WHAT IS EXPECTED. Omit every picture and write out the rest of the records exactly.

(Data items)
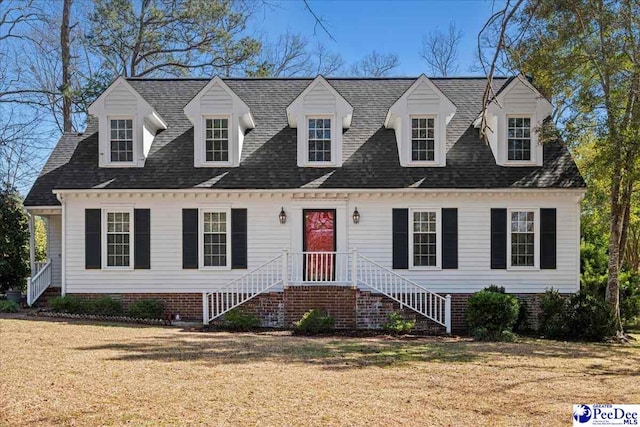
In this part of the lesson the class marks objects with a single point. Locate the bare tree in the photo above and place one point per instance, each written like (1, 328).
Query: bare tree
(440, 50)
(375, 65)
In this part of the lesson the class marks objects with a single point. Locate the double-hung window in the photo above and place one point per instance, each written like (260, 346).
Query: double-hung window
(423, 139)
(121, 140)
(216, 139)
(425, 230)
(518, 138)
(118, 238)
(215, 238)
(319, 139)
(522, 238)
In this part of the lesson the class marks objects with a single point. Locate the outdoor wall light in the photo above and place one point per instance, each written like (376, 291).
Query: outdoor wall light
(356, 216)
(283, 216)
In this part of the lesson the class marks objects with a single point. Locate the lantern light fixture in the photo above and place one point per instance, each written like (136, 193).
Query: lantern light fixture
(282, 216)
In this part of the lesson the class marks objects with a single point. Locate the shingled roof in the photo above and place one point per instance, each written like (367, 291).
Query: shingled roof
(269, 153)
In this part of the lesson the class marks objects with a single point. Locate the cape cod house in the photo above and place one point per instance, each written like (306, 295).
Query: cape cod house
(355, 196)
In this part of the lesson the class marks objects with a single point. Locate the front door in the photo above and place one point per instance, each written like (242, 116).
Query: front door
(319, 243)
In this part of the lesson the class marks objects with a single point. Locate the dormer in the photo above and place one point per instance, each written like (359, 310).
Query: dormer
(127, 125)
(514, 119)
(419, 118)
(320, 114)
(220, 120)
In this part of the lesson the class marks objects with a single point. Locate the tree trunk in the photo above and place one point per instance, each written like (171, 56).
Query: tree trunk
(65, 50)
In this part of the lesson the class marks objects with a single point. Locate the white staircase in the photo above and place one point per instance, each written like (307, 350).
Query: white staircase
(241, 290)
(337, 268)
(404, 291)
(37, 284)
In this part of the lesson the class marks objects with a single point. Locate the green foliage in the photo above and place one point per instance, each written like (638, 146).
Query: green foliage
(14, 242)
(146, 309)
(8, 306)
(70, 304)
(579, 317)
(489, 313)
(106, 306)
(397, 324)
(314, 322)
(240, 320)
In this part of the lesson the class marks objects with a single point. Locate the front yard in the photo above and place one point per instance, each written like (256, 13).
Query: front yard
(69, 373)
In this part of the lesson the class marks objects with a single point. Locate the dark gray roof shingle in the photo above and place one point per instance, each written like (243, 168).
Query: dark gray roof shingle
(269, 152)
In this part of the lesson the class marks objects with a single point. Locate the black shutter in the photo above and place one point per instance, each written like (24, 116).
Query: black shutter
(548, 238)
(92, 238)
(238, 238)
(400, 238)
(190, 238)
(498, 238)
(142, 238)
(450, 238)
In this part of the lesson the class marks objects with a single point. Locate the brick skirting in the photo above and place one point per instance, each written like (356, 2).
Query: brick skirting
(352, 308)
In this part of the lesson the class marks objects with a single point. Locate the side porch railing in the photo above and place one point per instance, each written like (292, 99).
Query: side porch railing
(41, 280)
(335, 268)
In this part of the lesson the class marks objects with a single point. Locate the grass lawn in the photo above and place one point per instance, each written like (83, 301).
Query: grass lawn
(68, 373)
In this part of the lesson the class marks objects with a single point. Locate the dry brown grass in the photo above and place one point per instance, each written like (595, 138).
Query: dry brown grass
(60, 373)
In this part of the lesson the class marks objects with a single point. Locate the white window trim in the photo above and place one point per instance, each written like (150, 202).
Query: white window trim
(134, 145)
(230, 135)
(536, 240)
(438, 212)
(534, 140)
(333, 160)
(201, 212)
(117, 209)
(436, 141)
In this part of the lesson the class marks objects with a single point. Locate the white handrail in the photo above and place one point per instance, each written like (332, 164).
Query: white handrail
(242, 289)
(320, 267)
(39, 283)
(404, 291)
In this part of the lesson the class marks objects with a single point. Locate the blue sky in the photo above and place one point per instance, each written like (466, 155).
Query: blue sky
(386, 26)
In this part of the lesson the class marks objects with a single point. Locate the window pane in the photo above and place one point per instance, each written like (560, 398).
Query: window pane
(519, 138)
(424, 239)
(522, 239)
(319, 148)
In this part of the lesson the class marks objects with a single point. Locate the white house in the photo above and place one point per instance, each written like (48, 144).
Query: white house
(356, 196)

OUTPUT FOR THIS EXERCISE.
In this part of the lesson the class marks objects with a single point. Locate the bare tree in the photo above and place one point per instance, each written like (1, 328).
Query: bare tree
(440, 50)
(375, 65)
In this part of the lesson the class marks objects with a single point. Locate the double-hung window in the photo above and place one point per instance, each written like (260, 346).
Query: double-hung window
(423, 139)
(121, 140)
(216, 139)
(425, 230)
(518, 138)
(118, 238)
(215, 238)
(319, 139)
(522, 238)
In this part of the lesson the class marks objects with a single point. Locate the outdoor wall light in the photo above and place one point per instance, each written like (376, 291).
Query: outdoor wall light
(356, 216)
(283, 216)
In this part of the lesson the class marks objects with a single point. Locate the lantern light fixture in the photo above and place one point per instance, each written like (136, 193).
Query: lantern light fixture
(282, 216)
In this part of the lesson the class marks objects with a single point. Locate the shingled roof in the photo above and place one point per instance, each written like (367, 291).
Query: shingled roof
(269, 153)
In this part of the lesson the class marks objects with a single point. Locate the cape cod house in the photo above and place one point per instance, each written like (306, 295).
Query: cape cod house
(355, 196)
In this part of the lesson the class marks objects with a single point. Locate the front door in the photo above and place one point per instance, each written like (242, 116).
Query: front door
(319, 243)
In this part of the lesson the class marks objects with a single point. Locate the dormer in the photo above and place one point per instance, each written like (359, 310).
Query: dormer
(127, 125)
(514, 119)
(419, 118)
(320, 114)
(220, 120)
In this part of the lesson the class marks objects with a single point. Locate the tree trunk in the photo above and place one point per instance, each written like (171, 56).
Query: tree trunk
(65, 50)
In this part of the lesson the class marks objects with a single point. Locate the white staircase in the photo above and place one point per instance, each written like (307, 350).
Query: white staircase
(241, 290)
(337, 268)
(404, 291)
(37, 284)
In this part of the lesson the class marks objects with a single point. Locate the green foliage in the photo above and place one point per instance, each written like (638, 146).
Query: green foliage
(14, 242)
(146, 309)
(8, 306)
(70, 304)
(579, 317)
(489, 313)
(106, 306)
(397, 324)
(314, 322)
(240, 320)
In this part of the lesson the class marks objects with a single point. Locate the front yard in the photo above and place one point per instance, each written like (256, 13).
Query: front yard
(69, 373)
In this part of the lesson the class marks objects with a single point. Locate the dark gray roof shingle in the photo above and place one point per instance, each written like (243, 168).
Query: dark gray roof shingle
(269, 152)
In this part of the lesson the class marks objects with a single point. Locate the black shutter in the photo above and place one point per instance, each written like (24, 116).
Query: black shutter
(548, 238)
(92, 238)
(238, 238)
(400, 238)
(190, 238)
(498, 238)
(142, 238)
(450, 238)
In this part of the lesson the class marks objects with a single point. Locate the brick skirting in the photo above and place one point per instance, each written like (356, 2).
Query: brick skirting
(352, 308)
In this part of the lesson the class marks objects with a single point. Locate the side porch railing in the photo above and place one point per instance, each written like (292, 99).
Query: side porch railing
(41, 280)
(335, 268)
In this part of the lesson the class marks objects with a single point. Locate the grass lawn in the photo above and place one point per instance, each written like (83, 301).
Query: grass lawn
(68, 373)
In this part of the lesson the class marks objects with a single point. Locate the dry brown grass in the photo above and place one point per instance, each written like (595, 138).
Query: dry brown grass
(60, 373)
In this part of the lesson the class marks objects with a single point. Locate the white window trim in the photo above and place one point per instance, each written like (150, 202).
Query: white window trim
(134, 145)
(230, 135)
(536, 240)
(438, 212)
(534, 140)
(333, 160)
(201, 212)
(117, 209)
(436, 141)
In this part of the lesson the class marks objects with a single point. Locate the white handrail in the photo above and place one point per instance, each written like (332, 164).
Query: white handrail
(242, 289)
(320, 267)
(39, 283)
(404, 291)
In this part of the lesson the class marks objects with a single point. Locate the blue sky in the photo above and place one point per instance, each written like (466, 155).
Query: blue sky
(386, 26)
In this part of the lesson the class marks objects with a single point. Locate the window pane in the photo above and place one point per instance, each written like (560, 398).
Query: window pane
(519, 138)
(424, 239)
(522, 239)
(319, 148)
In this part of the lesson the class marks objects with a single point. Locate the white house in the photo above and place one point per instance, each written like (48, 144).
Query: white house
(356, 196)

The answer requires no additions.